Exercises to complete |
[1] In the article on the Kentucky abortion clinic court case, what reason did state regulators give for planning to revoke the EMW Women's Surgical Center's license? Answer in one to three sentences.
[2] Continue the article on the Kentucky abortion clinic court case, starting after its final sentence.

--- Excerpt Enclosed Below ---

A federal court case that got underway this week will determine whether or not the last remaining abortion clinic in the state of Kentucky will be forced to close. The EMW Women’s Surgical Center has been under threat of closure since March, when state regulators planned to revoke the clinic’s license, stating that the clinic’s agreements with a hospital and ambulance service contained technical deficiencies. At that time, the American Civil Liberties Union (ACLU) and attorneys at the Louisville firm Lynch, Cox, Gilman & Goodman P.S.C. filed a federal lawsuit to prevent the closure of the clinic.

The ACLU notes that the law that Kentucky is using to attempt to shut down the clinic is very similar to Texas laws that the Supreme Court recently struck down in Whole Woman’s Health v. Hellerstedt. As stated in the decision on that case: “Two provisions in a Texas law – requiring physicians who perform abortions to have admitting privileges at a nearby hospital and requiring abortion clinics in the state to have facilities comparable to an ambulatory surgical center – place a substantial obstacle in the path of women seeking an abortion, constitute an undue burden on abortion access, and therefore violate the Constitution.”

--- End of Enclosed Excerpt ---
--- Data for review Enclosed Below ---

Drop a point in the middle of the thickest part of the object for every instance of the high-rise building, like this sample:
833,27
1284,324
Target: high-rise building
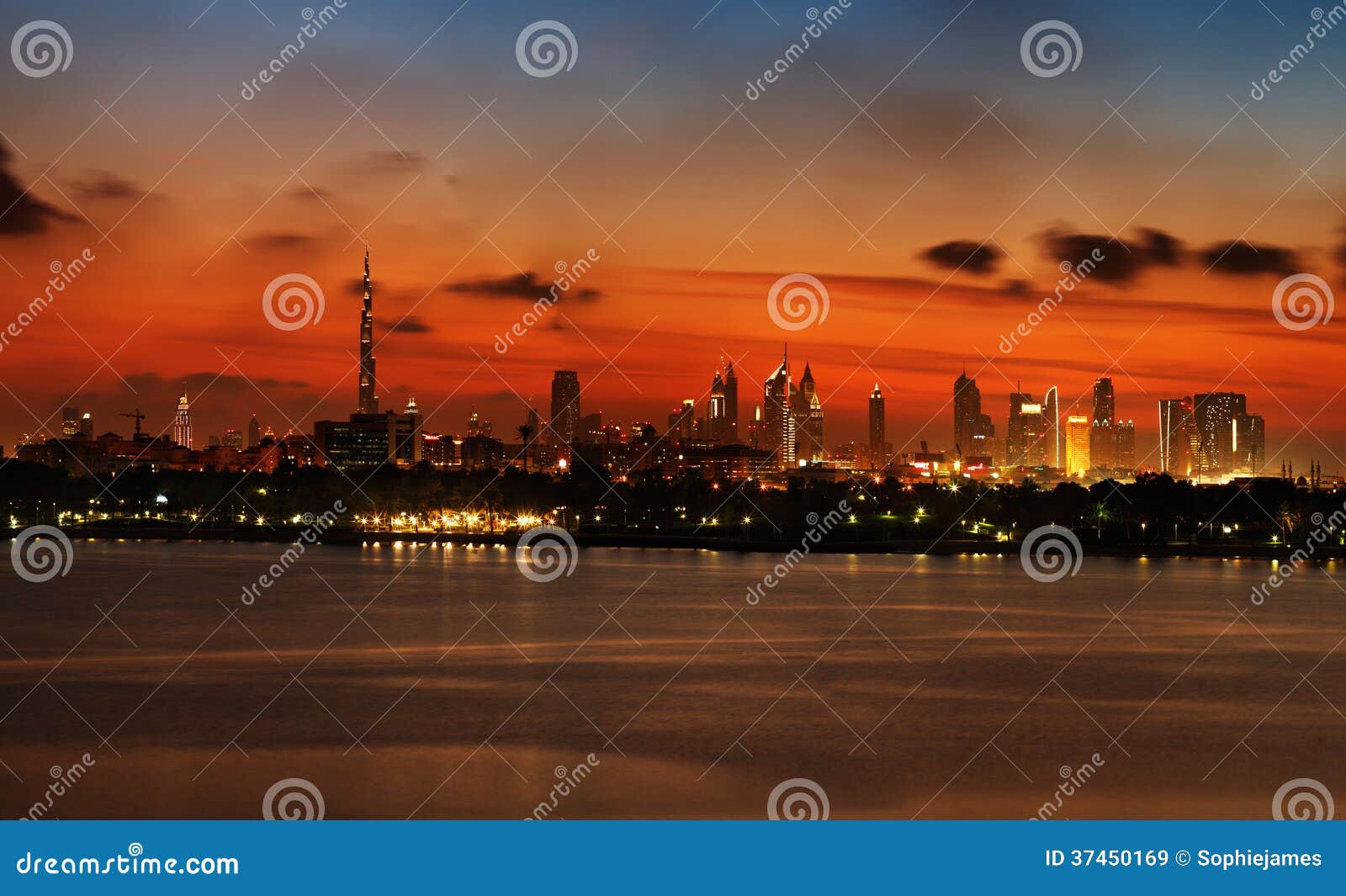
71,421
565,406
368,381
1103,446
1078,429
1216,415
878,428
808,420
182,422
1052,419
1178,437
731,406
778,433
1124,439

--- End of Enclosed Data for review ---

Outputs by task |
[1] State regulators said the clinic's agreements with a hospital and an ambulance service contained technical deficiencies, so they planned to revoke its license.

[2]
The administration of Kentucky governor Matt Blevin shut down another EMW clinic in Lexington last year and sued a Planned Parenthood in Louisville, ultimately denying that facility a license to perform abortions. With the EMW Women’s Surgical Center now the state’s only option for women seeking an abortion, Kentucky joins six other states—North Dakota, South Dakota, Missouri, Mississippi, Wyoming and West Virginia—with just one abortion clinic left.